Task details: Repeat exactly the lines that run from the one containing "Format = JSON" to the end of the data, and leave out all others.

Data excerpts:
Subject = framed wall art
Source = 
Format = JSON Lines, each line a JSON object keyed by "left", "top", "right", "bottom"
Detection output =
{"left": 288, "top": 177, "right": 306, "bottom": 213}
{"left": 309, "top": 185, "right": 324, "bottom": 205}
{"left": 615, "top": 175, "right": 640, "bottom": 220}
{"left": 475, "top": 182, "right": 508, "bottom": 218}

Answer space:
Format = JSON Lines, each line a JSON object keyed by "left", "top", "right", "bottom"
Detection output =
{"left": 288, "top": 177, "right": 306, "bottom": 213}
{"left": 309, "top": 185, "right": 324, "bottom": 205}
{"left": 615, "top": 175, "right": 640, "bottom": 220}
{"left": 475, "top": 182, "right": 508, "bottom": 218}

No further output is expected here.